**GIVEN PASSAGE**
^^^^

Team Coaching
Helping leadership teams work better together
Leadership teams are complex.
Every team develops its own patterns, habits, assumptions and ways of working. Some help the team perform. Others quietly get in the way.
Having worked in, led and coached leadership teams for many years, I've learned that improving team performance rarely starts with individuals. It starts with understanding the team as a system - how people interact, the relationships they build, the conversations they avoid and the patterns they create together.
I've worked in leadership teams ranging from high-performing to frankly dysfunctional and, as a Finance Director and Managing Director, I've experienced my fair share of both. Those experiences taught me that even talented, committed people can struggle to perform collectively if the system they're working within isn't serving them well.
An external coach brings objectivity, challenge and perspective. Just as importantly, it allows the leader to participate fully in the conversation rather than carrying responsibility for facilitating it.
My approach
No two leadership teams are the same.
Every organisation has its own culture, history, pressures and ambitions. That's why I don't arrive with a standard programme or a predefined model.
I begin by working with the team leader and, where appropriate, other stakeholders to understand the team's context, aspirations and the challenges it is facing. Together we design an approach that reflects those needs.
My work is rooted in systemic team coaching. Rather than looking only at individuals, we explore the relationships, dynamics and patterns that shape how the team functions as a whole. Often, relatively small shifts in those patterns can have a significant impact on trust, collaboration and performance.
Where appropriate, I use team diagnostics and other tools to help make the invisible visible. They provide valuable insight and a shared language for discussion, but they are never the answer in themselves. The real value comes from the quality of the conversations they enable.

^^^^

**RECORDED INFORMATION**
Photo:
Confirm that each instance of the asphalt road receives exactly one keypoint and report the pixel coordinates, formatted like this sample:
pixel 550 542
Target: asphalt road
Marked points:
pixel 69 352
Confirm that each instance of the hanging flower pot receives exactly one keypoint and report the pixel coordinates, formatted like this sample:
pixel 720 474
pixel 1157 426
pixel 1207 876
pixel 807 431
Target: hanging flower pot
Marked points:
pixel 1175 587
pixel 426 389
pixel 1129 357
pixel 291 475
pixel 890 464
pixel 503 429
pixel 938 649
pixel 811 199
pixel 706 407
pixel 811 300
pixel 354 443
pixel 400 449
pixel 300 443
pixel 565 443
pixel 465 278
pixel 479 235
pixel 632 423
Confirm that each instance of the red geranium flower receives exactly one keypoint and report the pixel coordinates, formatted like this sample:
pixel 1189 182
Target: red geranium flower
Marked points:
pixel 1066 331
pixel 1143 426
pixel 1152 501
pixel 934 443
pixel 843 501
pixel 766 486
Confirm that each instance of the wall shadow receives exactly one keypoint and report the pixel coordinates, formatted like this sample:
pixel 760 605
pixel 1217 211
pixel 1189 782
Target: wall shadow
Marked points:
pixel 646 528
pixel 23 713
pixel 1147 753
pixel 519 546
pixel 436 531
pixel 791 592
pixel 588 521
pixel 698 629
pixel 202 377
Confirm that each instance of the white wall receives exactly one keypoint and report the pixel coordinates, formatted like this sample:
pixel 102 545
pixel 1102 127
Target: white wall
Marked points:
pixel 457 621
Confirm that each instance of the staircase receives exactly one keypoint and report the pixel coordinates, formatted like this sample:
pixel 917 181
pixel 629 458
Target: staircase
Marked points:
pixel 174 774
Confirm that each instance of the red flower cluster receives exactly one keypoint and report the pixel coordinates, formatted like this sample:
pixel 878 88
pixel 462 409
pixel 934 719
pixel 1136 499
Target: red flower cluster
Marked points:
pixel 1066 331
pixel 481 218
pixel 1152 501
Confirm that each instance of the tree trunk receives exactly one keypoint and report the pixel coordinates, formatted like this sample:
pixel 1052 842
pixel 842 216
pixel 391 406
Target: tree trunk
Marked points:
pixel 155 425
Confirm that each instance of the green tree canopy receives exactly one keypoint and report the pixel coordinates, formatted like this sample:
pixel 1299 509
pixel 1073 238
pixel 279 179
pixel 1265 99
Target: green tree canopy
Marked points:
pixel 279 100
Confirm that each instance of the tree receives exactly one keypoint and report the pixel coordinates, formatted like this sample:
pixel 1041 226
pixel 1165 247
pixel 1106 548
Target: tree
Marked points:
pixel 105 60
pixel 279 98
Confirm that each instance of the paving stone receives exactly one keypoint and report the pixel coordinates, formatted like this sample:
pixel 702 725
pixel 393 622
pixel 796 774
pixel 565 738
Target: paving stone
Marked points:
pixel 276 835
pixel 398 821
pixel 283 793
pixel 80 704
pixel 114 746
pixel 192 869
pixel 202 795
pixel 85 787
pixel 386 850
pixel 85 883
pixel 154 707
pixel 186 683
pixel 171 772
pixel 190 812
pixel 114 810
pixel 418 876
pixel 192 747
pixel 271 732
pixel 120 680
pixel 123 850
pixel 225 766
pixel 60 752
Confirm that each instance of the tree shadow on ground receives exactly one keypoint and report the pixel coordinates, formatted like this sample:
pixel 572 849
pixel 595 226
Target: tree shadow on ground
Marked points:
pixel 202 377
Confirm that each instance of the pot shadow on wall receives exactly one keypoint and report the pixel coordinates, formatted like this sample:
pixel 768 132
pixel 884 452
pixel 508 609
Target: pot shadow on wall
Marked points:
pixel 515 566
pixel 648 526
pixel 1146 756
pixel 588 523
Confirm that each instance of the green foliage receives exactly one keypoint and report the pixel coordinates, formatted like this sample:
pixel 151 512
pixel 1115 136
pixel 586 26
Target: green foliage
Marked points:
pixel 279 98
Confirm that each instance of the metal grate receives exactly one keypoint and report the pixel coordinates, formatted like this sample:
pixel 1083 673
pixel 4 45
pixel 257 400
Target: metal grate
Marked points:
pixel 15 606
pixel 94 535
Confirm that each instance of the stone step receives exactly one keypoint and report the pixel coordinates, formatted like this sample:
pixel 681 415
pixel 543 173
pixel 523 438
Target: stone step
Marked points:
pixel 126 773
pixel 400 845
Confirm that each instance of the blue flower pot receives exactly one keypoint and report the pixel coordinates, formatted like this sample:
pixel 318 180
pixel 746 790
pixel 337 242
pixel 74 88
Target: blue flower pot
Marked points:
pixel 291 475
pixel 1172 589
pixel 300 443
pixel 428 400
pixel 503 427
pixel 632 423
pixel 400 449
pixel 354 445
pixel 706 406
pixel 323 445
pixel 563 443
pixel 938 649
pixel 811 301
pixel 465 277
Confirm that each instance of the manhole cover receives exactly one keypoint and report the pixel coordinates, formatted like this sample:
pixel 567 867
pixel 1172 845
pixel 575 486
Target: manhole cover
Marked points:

^^^^

**APPLY WHAT YOU READ**
A. Answer these questions about the team coaching page, one per line:
(i) Which two senior roles does the writer say they have held?
(ii) What three things does an external coach bring?
(iii) What kind of team coaching is the writer's work rooted in?
B. Write out the part of the team coaching page from "My approach" up to and including "collaboration and performance.", word for word.

**RESULTS BY TASK**
A.
(i) Finance Director and Managing Director
(ii) Objectivity, challenge and perspective
(iii) Systemic team coaching

B.
My approach
No two leadership teams are the same.
Every organisation has its own culture, history, pressures and ambitions. That's why I don't arrive with a standard programme or a predefined model.
I begin by working with the team leader and, where appropriate, other stakeholders to understand the team's context, aspirations and the challenges it is facing. Together we design an approach that reflects those needs.
My work is rooted in systemic team coaching. Rather than looking only at individuals, we explore the relationships, dynamics and patterns that shape how the team functions as a whole. Often, relatively small shifts in those patterns can have a significant impact on trust, collaboration and performance.